[DATA PROVIDED Boundary: Start]

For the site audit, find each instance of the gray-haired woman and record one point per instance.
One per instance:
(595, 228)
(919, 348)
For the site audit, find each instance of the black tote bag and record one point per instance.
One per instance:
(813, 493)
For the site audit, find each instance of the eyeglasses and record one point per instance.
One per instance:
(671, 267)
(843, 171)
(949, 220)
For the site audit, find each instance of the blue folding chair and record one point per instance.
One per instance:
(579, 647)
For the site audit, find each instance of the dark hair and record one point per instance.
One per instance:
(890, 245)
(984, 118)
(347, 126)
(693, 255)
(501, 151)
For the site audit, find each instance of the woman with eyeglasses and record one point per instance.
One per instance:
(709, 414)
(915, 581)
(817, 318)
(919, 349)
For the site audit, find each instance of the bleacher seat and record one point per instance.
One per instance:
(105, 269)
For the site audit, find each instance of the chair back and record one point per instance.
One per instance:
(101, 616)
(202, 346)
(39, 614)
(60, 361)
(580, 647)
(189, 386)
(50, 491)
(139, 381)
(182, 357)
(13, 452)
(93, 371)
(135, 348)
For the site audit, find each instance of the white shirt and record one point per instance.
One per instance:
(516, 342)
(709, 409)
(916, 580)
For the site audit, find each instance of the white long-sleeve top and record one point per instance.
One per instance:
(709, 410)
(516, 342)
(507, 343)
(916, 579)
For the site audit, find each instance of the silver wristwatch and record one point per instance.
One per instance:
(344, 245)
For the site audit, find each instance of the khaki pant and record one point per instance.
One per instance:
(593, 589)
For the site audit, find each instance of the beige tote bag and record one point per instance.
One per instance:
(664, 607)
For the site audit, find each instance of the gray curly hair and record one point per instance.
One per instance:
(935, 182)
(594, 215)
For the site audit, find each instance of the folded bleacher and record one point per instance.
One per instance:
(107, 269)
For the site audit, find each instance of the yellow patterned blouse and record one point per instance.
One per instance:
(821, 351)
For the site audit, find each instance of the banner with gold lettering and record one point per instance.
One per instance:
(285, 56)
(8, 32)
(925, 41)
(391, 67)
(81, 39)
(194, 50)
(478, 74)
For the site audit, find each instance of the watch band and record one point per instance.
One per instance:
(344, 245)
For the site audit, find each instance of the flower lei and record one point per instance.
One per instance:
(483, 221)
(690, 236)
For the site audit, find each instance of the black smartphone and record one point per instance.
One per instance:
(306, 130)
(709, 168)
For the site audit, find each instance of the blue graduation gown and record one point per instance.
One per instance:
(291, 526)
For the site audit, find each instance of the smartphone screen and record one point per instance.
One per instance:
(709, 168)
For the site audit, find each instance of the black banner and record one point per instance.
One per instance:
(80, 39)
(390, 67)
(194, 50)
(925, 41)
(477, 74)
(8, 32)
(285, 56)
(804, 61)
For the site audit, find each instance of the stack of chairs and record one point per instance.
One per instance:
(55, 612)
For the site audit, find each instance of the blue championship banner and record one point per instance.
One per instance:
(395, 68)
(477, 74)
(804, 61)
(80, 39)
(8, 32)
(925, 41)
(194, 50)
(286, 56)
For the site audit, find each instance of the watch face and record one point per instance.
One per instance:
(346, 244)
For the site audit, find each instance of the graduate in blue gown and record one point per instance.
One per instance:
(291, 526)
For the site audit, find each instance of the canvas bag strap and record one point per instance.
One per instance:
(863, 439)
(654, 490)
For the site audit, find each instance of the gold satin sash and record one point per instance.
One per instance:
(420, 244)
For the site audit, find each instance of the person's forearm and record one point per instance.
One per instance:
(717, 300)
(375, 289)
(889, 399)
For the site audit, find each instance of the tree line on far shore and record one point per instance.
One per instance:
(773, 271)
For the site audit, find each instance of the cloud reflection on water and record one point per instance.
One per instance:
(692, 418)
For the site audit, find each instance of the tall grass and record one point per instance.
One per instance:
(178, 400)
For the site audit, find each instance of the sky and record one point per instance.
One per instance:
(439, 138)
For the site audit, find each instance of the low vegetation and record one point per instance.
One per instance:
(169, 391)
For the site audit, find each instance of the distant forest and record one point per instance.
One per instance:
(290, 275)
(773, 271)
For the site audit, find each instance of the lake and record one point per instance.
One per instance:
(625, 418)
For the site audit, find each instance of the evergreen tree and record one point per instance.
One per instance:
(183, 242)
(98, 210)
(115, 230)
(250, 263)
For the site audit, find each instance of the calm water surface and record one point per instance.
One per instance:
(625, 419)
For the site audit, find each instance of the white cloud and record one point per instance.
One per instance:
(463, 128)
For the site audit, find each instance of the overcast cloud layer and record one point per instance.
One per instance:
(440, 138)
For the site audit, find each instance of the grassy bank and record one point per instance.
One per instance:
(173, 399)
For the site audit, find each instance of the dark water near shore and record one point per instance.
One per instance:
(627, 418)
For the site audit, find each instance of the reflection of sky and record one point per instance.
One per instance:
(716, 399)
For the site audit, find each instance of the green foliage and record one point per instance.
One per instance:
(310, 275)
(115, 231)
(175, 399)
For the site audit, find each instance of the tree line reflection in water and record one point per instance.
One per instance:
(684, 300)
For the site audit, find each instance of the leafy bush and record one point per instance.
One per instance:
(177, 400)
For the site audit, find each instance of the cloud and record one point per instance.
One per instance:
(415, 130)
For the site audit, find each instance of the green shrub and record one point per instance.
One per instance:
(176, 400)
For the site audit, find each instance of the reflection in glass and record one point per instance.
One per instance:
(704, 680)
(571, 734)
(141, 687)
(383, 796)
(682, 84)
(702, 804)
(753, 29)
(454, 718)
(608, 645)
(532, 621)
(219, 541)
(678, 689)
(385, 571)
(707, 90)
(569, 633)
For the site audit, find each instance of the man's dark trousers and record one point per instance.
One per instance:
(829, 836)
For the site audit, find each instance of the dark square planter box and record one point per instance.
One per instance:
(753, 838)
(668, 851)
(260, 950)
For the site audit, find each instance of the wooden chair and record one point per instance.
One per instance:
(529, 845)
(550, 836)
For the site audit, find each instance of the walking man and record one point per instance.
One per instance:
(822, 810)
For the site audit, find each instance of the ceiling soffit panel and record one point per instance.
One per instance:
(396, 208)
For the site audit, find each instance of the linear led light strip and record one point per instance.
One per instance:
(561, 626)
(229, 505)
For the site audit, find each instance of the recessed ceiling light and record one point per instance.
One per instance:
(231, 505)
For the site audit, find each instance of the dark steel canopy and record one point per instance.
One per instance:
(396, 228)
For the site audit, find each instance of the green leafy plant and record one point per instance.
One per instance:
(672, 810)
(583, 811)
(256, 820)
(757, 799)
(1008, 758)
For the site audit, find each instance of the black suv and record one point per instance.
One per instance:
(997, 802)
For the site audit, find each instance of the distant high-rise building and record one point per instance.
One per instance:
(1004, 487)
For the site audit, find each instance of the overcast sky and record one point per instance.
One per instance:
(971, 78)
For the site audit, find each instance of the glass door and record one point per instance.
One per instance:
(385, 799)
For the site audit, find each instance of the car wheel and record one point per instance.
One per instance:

[DATA PROVIDED Boundary: End]

• _EXERCISE_
Go through the listing above line by line and say how many lines hold the word "banner". Reply with that number only.

• _TASK SOLUTION_
3